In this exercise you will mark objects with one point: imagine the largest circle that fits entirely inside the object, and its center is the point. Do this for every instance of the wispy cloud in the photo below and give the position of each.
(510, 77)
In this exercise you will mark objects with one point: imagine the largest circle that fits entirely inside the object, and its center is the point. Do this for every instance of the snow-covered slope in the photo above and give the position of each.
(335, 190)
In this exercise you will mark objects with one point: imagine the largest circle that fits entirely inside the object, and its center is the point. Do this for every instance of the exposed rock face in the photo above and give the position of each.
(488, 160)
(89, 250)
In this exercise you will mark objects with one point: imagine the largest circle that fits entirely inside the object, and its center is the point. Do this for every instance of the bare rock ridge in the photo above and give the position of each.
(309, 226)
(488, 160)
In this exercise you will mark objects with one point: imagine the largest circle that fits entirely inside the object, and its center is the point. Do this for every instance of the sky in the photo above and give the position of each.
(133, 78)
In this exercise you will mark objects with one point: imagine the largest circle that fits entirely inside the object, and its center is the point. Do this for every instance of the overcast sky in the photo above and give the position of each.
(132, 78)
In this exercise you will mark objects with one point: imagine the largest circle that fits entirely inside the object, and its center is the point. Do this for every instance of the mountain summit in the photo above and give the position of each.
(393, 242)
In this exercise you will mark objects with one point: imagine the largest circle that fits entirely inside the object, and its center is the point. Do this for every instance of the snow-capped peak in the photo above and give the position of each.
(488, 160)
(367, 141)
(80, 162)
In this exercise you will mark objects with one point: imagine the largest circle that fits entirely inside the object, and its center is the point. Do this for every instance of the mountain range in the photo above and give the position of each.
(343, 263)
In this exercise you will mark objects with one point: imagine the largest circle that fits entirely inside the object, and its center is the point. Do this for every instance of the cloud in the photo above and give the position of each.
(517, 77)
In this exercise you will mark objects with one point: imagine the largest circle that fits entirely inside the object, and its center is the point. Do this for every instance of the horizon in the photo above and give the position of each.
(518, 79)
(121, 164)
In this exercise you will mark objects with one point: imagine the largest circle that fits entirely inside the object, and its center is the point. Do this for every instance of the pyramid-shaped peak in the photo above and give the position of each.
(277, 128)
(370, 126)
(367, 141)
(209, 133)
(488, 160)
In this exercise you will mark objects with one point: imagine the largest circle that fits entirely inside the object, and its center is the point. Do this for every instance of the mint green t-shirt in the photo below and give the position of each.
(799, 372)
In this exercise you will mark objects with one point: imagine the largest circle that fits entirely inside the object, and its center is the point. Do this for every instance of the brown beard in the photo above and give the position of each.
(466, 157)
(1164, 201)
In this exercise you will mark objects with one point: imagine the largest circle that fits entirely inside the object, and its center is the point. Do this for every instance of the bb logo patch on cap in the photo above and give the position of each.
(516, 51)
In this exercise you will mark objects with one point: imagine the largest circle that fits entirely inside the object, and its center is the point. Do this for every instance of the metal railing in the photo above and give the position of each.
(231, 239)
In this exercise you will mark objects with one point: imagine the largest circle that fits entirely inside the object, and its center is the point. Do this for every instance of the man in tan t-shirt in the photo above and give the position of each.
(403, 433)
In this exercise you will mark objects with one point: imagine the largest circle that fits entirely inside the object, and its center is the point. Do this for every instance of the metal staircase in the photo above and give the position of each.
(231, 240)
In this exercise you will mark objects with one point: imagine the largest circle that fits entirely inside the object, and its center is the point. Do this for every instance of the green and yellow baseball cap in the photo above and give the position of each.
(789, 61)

**Exercise goal:**
Can you retype all of the entries above word for word, without changing anything?

**Solution for this task:**
In this exercise you will mark objects with one point: imagine the largest circle that fits entirely inside the object, and its center is the point. Do this for every instance of the wispy cloud in the photo below and give the position of each.
(510, 77)
In this exercise you will mark objects with one point: imagine the largest circle that fits entirely inside the object, and its center is the point. Do this for every instance of the snow-covered slope in the photo above and give the position of each.
(335, 190)
In this exercise you will mark objects with one point: imagine the largest circle that fits entirely inside the object, and its center is the point. Do this for every instance of the exposed rock face in the photo above and give the position of each.
(488, 160)
(89, 250)
In this exercise you will mark objects with one point: imagine the largest circle that fits entirely inside the object, and its center is the point. Do this for every instance of the bare rock ridge in the photo above and give the position of each.
(309, 226)
(488, 160)
In this exercise you will mark objects with one point: imagine the largest circle that fits entirely inside the object, and its center is the point. Do this for every instance of the sky in the photo above and give the position of each.
(133, 78)
In this exercise you will mark objects with one point: imagine the largest circle that fits entirely inside the object, and its center is the point. Do this for every instance of the overcast sky in the photo above and give the position of each.
(132, 78)
In this exercise you will mark objects with one point: imagine the largest circle that fits entirely inside the object, and its center is the point. Do this for every instance of the mountain summit in the photo above and give the position of each.
(393, 242)
In this exercise you will mark objects with one point: imagine the largest circle that fits entirely inside the object, and its center is the point. Do this for every instance of the snow-capped peak in the photo above and give the position of each.
(488, 160)
(367, 141)
(80, 162)
In this exercise you will mark objects with one point: imagine the largest circle that fits entirely inside the object, and its center is the point. Do this for every instance of the mountain range in the photo above and give the position of each.
(343, 263)
In this exercise you will mark objects with one point: imagine the largest circle that fits entirely inside the object, and its center is the point. Do this for every instance of the cloud in the photo above and give the position of each.
(517, 77)
In this exercise you will mark objects with one point: imagine the largest circle that fits entirely inside the object, and its center is the point. Do this for every instance of the horizon in the photo above and give the position of each.
(518, 79)
(121, 164)
In this exercise you will mark objects with one point: imagine the largest circle that fits entirely inside the object, and its center is the point. Do this for every instance of the pyramid-shaped peak in the photo above and give the position of each.
(277, 128)
(370, 126)
(367, 141)
(209, 133)
(488, 160)
In this exercise you will mark objects with one point: imagine the largest circle that fits entirely inside the object, and its center is the point. Do this for every instance of the mint green t-shirt in the photo below and give the position of each.
(799, 372)
In this exercise you will mark objects with one point: imagine the largest circle that fits entirely inside the object, and its center is the point. Do this for every instance of the brown beard in the photo above and give the position of each.
(466, 157)
(1164, 201)
In this exercise you will mark objects with one point: imagine the largest circle that fits entirely inside the object, and its center is the point. Do this for every instance of the bb logo patch on cap in the photo above and give the position of each.
(516, 51)
In this exercise you will mark objects with one point: imagine the largest circle that fits entirely inside the object, and its center is the point. Do this for every instance of the metal railing in the photo above and give the position of each.
(231, 239)
In this exercise you will mark objects with one point: imagine the largest circle that fits entirely inside the object, and its center is the point. Do this for every instance of the man in tan t-shirt in the photo above and give the position of each.
(403, 433)
In this exercise you will mark objects with one point: imagine the largest circle that fits entirely inside the object, and its center is the point. Do this for every instance of the metal staircase in the photo above and give the position of each.
(231, 240)
In this exercise you will mark objects with one point: imagine the largest circle that fits entirely inside the object, and its center is the point. Do this for every instance of the green and yellow baseball cap in the photo above and give the position of each.
(789, 61)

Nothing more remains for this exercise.